Requirements:
1. From the Mary Astell article, extract the passage starting at "Astell was one" and ending at "Lady Elizabeth Hastings.", copied word for word.
2. Name every person the Mary Astell article mentions other than Astell herself.

Quoted text:
--- Begin ---
Mary Astell: the first English feminist?

Mary Astell is probably one of the most influential women you’ve never heard of. Her writing on marriage, education and the position of women in society, published almost one hundred years before that of Mary Wollstonecraft, was truly radical and influential in the work of later feminist writers and reformers like Sarah Scott and Lady Mary Wortley Montagu.

Astell was one of the first women to propose the shocking notion that women were just a rational as men, and therefore, just as deserving of education. In her first work, A Serious Proposal to the Ladies (1694), Astell lays out plans for a secular nunnery, or women’s university, where women could pursue ‘a life of the mind’.

It’s clear that Astell liked to practise what she preached and in 1709 she founded her own charitable school for girls in Chelsea with the financial backing by her patrons Lady Catherine Jones and Lady Elizabeth Hastings.

In addition to educational reform, Astell also argued against marriage as it existed in the seventeenth century.

In 1700, Astell published Some Reflections on Marriage, a witty critique of ‘unequal marriages’ and a warning to women of the dangers of ill-considered unions. Astell believed that educating women would enable them to make better matrimonial decisions and disapproved of matches based on money or lust.

Two quotations great quotations from Some Reflections Upon Marriage include:

If all men are born free, how is it that all women are born slaves?
--- End ---
[Dataset rows]
--- Begin ---
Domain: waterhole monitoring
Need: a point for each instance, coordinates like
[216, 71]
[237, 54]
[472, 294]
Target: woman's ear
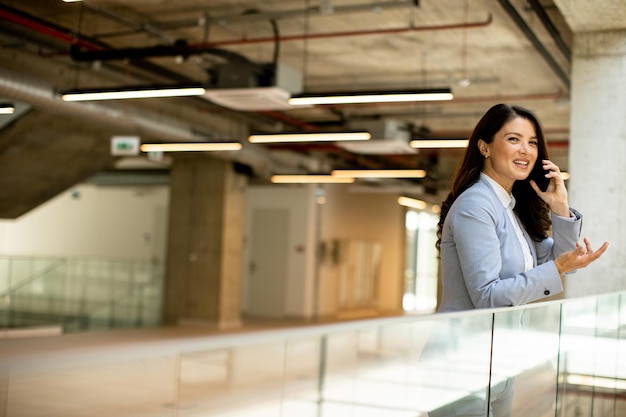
[483, 148]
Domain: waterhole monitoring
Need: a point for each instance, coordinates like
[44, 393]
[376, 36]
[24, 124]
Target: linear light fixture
[6, 108]
[132, 92]
[438, 143]
[412, 203]
[309, 137]
[190, 147]
[378, 173]
[309, 179]
[440, 94]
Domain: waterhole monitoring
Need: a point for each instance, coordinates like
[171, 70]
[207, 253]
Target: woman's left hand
[556, 193]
--- End ---
Final answers:
1.
Astell was one of the first women to propose the shocking notion that women were just a rational as men, and therefore, just as deserving of education. In her first work, A Serious Proposal to the Ladies (1694), Astell lays out plans for a secular nunnery, or women’s university, where women could pursue ‘a life of the mind’.

It’s clear that Astell liked to practise what she preached and in 1709 she founded her own charitable school for girls in Chelsea with the financial backing by her patrons Lady Catherine Jones and Lady Elizabeth Hastings.

2.
Mary Wollstonecraft
Sarah Scott
Lady Mary Wortley Montagu
Lady Catherine Jones
Lady Elizabeth Hastings